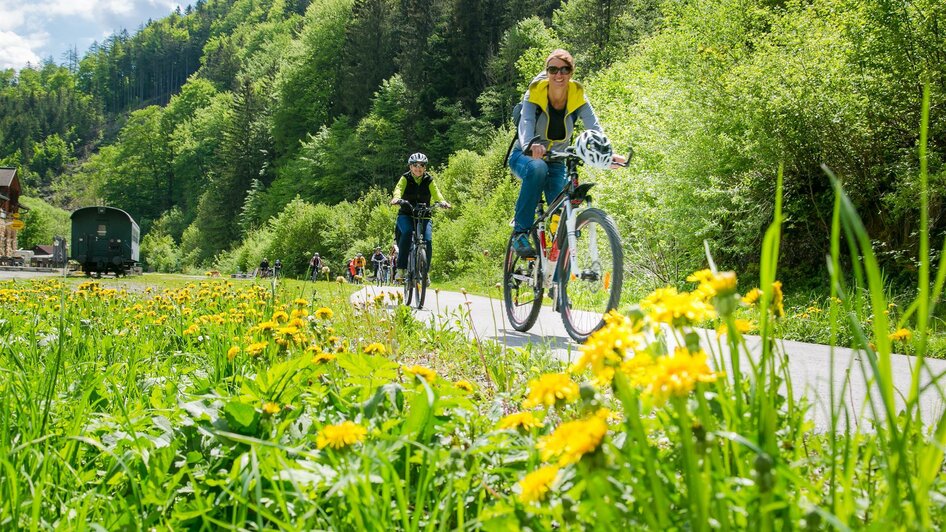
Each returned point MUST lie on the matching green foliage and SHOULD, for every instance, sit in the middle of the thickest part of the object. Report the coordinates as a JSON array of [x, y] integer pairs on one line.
[[306, 84], [159, 252], [470, 239], [43, 222], [599, 32], [50, 158], [521, 53]]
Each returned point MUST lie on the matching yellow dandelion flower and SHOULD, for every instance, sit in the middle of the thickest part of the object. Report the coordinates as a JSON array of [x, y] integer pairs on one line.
[[232, 352], [666, 305], [752, 296], [267, 326], [535, 486], [422, 373], [550, 389], [256, 348], [520, 420], [375, 349], [323, 358], [572, 440], [606, 348], [341, 435], [901, 335], [674, 375], [778, 299]]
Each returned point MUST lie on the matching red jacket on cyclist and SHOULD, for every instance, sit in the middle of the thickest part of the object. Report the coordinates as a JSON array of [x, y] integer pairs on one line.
[[415, 186]]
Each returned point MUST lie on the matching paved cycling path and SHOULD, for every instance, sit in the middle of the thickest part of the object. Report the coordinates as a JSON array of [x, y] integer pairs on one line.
[[809, 364]]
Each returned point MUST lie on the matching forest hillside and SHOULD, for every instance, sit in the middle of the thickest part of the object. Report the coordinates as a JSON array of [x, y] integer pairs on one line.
[[234, 129]]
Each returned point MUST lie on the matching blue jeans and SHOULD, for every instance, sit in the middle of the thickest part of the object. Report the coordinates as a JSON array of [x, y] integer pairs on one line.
[[405, 227], [536, 176]]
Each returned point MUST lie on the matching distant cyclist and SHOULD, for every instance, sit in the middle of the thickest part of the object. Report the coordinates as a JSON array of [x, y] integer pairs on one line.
[[315, 264], [392, 257], [359, 263], [415, 186], [377, 261], [551, 106]]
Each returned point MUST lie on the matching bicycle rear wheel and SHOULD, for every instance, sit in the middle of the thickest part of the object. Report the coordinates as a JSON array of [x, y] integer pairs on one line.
[[595, 288], [420, 278], [522, 287], [409, 281]]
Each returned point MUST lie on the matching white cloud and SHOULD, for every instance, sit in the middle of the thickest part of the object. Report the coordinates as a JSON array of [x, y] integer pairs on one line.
[[16, 51], [31, 29]]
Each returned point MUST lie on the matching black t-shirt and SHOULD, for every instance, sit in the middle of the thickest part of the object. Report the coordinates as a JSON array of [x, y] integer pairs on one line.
[[556, 123]]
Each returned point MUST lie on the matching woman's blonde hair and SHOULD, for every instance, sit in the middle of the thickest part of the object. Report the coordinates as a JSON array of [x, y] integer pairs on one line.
[[561, 55]]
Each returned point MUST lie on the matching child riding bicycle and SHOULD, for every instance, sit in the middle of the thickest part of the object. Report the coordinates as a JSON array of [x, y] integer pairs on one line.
[[415, 186]]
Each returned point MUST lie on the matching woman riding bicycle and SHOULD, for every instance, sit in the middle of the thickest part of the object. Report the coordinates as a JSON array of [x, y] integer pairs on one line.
[[550, 108], [415, 186], [378, 259]]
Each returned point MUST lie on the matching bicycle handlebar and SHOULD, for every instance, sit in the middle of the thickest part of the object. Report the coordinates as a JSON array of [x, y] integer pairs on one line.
[[569, 152]]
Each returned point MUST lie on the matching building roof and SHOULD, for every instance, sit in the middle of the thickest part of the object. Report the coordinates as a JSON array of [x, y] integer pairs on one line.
[[6, 175]]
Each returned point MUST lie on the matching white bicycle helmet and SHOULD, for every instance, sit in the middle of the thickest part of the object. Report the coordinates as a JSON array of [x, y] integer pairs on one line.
[[417, 158], [594, 148]]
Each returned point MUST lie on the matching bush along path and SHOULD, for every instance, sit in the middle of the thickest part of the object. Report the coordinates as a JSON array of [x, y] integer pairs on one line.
[[220, 405]]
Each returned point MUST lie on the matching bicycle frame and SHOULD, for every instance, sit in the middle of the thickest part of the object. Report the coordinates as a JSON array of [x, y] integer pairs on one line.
[[566, 204]]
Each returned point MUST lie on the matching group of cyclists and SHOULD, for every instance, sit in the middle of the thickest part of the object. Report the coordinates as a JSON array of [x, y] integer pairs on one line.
[[549, 110], [381, 265]]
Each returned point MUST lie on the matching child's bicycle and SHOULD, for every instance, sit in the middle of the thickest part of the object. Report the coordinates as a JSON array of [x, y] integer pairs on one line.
[[418, 263], [579, 260]]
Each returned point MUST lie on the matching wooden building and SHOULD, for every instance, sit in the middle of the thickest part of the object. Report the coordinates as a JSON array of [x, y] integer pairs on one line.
[[9, 206]]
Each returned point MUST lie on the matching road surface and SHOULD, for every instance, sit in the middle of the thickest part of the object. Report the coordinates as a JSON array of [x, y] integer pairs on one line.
[[808, 364]]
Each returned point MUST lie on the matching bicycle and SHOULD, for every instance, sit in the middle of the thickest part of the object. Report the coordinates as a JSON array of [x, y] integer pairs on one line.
[[580, 260], [418, 263], [382, 271]]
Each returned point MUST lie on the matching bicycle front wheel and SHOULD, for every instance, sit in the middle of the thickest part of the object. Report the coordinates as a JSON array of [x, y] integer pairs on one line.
[[592, 290], [522, 287], [409, 280], [420, 278]]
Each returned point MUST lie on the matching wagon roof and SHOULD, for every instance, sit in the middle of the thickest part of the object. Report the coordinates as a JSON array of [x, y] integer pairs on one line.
[[6, 176], [83, 209]]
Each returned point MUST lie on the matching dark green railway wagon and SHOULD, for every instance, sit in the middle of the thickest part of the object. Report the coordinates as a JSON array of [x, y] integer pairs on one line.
[[104, 239]]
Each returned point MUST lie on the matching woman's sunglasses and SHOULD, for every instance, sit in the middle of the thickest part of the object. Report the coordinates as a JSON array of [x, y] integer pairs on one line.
[[552, 70]]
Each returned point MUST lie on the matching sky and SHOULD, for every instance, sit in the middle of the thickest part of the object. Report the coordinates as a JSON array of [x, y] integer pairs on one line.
[[33, 30]]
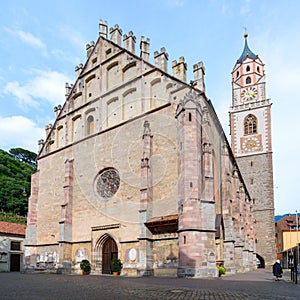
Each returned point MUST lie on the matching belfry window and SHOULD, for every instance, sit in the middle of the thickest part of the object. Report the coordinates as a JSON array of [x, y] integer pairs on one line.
[[250, 125], [90, 125]]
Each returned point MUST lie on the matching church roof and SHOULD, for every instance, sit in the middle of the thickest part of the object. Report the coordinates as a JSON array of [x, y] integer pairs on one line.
[[247, 53], [7, 228]]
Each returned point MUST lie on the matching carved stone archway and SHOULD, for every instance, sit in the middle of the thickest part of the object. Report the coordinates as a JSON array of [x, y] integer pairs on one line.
[[106, 249]]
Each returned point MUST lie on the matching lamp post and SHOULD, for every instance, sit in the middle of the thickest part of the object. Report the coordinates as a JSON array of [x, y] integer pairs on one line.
[[297, 239], [290, 251]]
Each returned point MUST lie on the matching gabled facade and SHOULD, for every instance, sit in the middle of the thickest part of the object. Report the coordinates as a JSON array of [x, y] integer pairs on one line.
[[251, 142], [136, 165]]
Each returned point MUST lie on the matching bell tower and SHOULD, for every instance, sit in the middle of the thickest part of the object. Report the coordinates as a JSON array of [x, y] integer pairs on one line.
[[251, 143]]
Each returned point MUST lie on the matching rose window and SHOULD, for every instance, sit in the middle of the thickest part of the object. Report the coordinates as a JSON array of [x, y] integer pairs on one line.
[[107, 183]]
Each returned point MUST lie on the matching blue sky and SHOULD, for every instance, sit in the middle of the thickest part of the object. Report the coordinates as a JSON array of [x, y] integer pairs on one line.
[[41, 42]]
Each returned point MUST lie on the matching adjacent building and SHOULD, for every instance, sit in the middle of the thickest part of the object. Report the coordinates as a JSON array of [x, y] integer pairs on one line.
[[287, 240], [12, 238]]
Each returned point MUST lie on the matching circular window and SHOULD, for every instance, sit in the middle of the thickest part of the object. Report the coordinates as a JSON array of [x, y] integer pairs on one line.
[[107, 183]]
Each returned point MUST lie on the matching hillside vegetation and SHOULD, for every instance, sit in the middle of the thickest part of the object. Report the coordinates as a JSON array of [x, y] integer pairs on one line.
[[16, 168]]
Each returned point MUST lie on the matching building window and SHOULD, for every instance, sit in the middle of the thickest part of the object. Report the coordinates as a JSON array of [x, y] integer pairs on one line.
[[90, 125], [250, 125], [15, 246]]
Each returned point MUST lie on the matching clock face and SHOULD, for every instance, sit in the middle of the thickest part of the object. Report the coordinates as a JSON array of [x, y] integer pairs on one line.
[[251, 144], [249, 94]]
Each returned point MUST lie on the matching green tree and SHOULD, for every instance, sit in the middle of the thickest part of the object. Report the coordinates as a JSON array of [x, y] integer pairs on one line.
[[23, 155], [15, 177]]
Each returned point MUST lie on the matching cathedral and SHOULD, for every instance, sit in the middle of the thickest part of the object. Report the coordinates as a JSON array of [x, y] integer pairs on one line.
[[136, 165]]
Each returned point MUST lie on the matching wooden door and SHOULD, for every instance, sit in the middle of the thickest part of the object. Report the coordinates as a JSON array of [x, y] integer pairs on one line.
[[110, 251], [15, 262]]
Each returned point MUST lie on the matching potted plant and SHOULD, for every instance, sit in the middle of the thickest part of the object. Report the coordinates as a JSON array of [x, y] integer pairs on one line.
[[85, 266], [116, 266]]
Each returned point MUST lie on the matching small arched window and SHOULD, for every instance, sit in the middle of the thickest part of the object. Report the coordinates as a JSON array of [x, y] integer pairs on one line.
[[90, 125], [250, 125]]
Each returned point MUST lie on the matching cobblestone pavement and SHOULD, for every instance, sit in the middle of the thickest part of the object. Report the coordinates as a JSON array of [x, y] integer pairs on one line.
[[258, 284]]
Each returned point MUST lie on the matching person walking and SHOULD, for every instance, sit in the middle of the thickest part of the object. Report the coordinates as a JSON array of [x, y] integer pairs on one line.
[[277, 270]]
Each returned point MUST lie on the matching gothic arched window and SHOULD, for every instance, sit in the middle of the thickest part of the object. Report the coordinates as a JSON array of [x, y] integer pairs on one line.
[[90, 125], [250, 124]]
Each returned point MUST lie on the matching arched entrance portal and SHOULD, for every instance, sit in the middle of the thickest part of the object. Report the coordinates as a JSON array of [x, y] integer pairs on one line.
[[109, 251], [261, 261]]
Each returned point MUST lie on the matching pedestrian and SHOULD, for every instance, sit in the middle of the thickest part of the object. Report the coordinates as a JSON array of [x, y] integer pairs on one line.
[[277, 270]]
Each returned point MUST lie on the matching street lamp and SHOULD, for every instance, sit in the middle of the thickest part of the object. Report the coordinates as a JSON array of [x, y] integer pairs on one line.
[[297, 238], [290, 255]]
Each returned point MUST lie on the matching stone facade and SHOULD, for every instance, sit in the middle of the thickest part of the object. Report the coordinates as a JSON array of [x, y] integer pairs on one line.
[[137, 166]]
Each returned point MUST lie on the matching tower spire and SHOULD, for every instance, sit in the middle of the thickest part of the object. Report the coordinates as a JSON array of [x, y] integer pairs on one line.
[[247, 53]]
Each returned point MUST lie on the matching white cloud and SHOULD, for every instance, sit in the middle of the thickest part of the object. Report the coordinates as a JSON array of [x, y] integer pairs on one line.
[[18, 131], [47, 85], [176, 3], [245, 8], [28, 38]]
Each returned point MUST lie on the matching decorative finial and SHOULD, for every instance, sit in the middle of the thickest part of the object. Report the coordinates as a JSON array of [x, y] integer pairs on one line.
[[245, 34]]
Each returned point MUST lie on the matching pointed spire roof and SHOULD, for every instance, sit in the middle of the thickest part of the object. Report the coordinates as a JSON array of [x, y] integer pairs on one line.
[[247, 53]]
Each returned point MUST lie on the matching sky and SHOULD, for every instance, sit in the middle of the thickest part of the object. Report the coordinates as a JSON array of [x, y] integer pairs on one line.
[[41, 42]]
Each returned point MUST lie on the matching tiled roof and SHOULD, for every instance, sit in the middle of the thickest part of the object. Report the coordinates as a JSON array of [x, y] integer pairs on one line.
[[287, 221], [12, 228]]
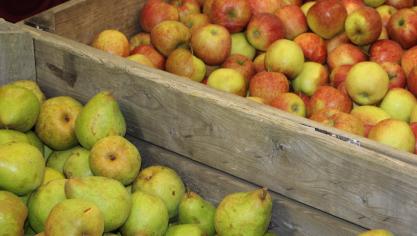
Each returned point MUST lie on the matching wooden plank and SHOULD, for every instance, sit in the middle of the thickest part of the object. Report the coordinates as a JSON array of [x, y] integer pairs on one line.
[[251, 141], [82, 20], [288, 217], [17, 59]]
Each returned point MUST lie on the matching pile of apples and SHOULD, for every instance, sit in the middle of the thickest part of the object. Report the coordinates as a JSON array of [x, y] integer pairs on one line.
[[66, 169], [350, 64]]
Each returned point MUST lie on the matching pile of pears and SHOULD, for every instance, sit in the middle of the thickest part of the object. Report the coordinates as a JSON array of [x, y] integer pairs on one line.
[[67, 169]]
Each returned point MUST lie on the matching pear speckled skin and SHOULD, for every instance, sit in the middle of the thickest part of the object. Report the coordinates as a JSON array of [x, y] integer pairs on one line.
[[75, 217], [193, 209], [13, 214], [100, 117], [21, 168], [163, 182], [149, 216], [19, 108], [109, 195], [244, 214], [43, 200], [56, 122]]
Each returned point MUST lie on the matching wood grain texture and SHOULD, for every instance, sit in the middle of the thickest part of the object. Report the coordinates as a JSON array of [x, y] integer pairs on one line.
[[288, 217], [251, 141], [17, 60]]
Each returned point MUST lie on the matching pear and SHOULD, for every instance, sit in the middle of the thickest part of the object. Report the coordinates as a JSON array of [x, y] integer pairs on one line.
[[115, 157], [32, 86], [244, 213], [100, 117], [77, 165], [148, 216], [19, 108], [13, 214], [21, 168], [43, 200], [193, 209], [75, 217], [185, 229], [56, 121], [163, 182], [108, 194]]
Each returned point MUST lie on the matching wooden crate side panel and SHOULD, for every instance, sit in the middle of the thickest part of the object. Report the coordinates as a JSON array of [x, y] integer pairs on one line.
[[17, 59], [242, 138], [288, 217]]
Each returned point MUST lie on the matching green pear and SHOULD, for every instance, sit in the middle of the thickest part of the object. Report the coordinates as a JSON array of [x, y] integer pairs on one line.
[[100, 117], [185, 229], [163, 182], [33, 87], [77, 164], [21, 168], [75, 217], [56, 122], [108, 194], [244, 213], [193, 209], [148, 216], [117, 158], [13, 214], [19, 108], [43, 200]]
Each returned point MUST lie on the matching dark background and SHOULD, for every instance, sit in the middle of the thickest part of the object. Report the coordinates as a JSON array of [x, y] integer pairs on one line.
[[16, 10]]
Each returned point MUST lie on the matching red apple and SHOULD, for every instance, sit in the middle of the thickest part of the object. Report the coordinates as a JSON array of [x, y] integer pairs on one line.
[[268, 85], [327, 18], [211, 43], [264, 29], [385, 50], [232, 14], [313, 46], [294, 20], [402, 27], [345, 54], [154, 12]]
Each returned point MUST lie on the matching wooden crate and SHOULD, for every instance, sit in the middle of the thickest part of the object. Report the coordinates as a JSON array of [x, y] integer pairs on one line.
[[344, 175]]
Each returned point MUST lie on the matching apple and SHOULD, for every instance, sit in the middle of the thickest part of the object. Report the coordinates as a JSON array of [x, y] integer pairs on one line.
[[345, 54], [227, 80], [328, 97], [264, 29], [240, 45], [363, 26], [152, 54], [112, 41], [290, 102], [285, 56], [267, 85], [370, 116], [232, 14], [182, 62], [339, 74], [385, 51], [340, 120], [211, 43], [394, 133], [293, 19], [312, 76], [169, 35], [367, 83], [396, 75], [327, 18], [242, 64], [402, 27], [386, 11], [313, 46], [154, 12]]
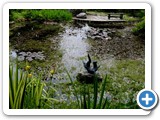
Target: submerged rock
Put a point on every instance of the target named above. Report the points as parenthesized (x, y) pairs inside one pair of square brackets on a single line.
[(82, 15)]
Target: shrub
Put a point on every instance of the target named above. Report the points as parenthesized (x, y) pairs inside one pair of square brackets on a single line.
[(41, 15), (140, 28), (27, 91)]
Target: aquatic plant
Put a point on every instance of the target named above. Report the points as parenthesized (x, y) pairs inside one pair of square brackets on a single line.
[(26, 90), (85, 101)]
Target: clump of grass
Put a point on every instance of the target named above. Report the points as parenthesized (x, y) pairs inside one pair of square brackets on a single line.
[(27, 91), (85, 100), (139, 29), (41, 15)]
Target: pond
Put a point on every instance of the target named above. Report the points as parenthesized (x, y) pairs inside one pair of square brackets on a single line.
[(55, 46)]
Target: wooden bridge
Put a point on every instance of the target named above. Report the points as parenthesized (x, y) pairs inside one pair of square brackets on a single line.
[(101, 21)]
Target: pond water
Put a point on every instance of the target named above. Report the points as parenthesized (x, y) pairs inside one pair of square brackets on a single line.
[(68, 48)]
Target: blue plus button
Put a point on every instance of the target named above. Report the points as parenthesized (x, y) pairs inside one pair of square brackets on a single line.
[(147, 99)]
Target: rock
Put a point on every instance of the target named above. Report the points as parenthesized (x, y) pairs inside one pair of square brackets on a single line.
[(82, 15), (88, 78), (98, 38)]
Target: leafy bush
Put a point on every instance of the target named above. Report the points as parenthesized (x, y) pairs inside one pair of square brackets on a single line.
[(140, 28), (41, 15), (27, 91)]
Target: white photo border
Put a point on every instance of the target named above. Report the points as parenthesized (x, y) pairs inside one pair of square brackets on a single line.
[(8, 6)]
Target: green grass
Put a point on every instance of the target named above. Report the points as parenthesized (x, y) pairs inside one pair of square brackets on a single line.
[(27, 92), (41, 15), (118, 89), (139, 28)]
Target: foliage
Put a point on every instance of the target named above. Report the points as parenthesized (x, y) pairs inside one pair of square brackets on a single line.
[(41, 15), (86, 101), (140, 28), (26, 91)]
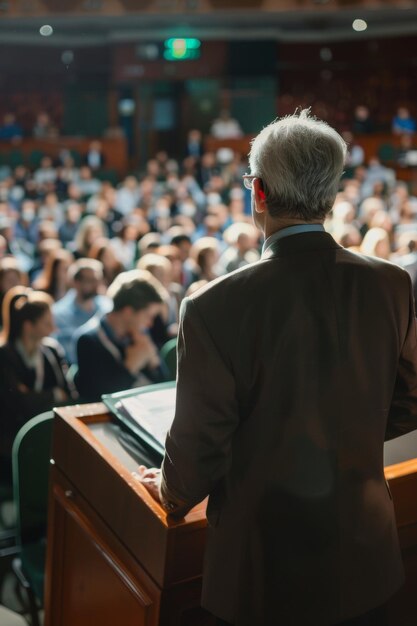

# # # # #

Convert the records between the lines holding "Each returned point MUST lie on the matching arched" and "[[109, 251], [261, 261]]", inclusive, into a two-column CSV with the headers instruction and coordinates, one row per record. Place each record's text and its answer in a single quoted field each, with line breaks replaced by spaces.

instruction,coordinates
"Each returned point MUST lie on the matching arched entrance portal and SHOULD, for every instance, sit in the middle of the thickest part of the object. Report the coordinates as a JSON array of [x, y] integer pairs on one line.","[[109, 251], [261, 261]]"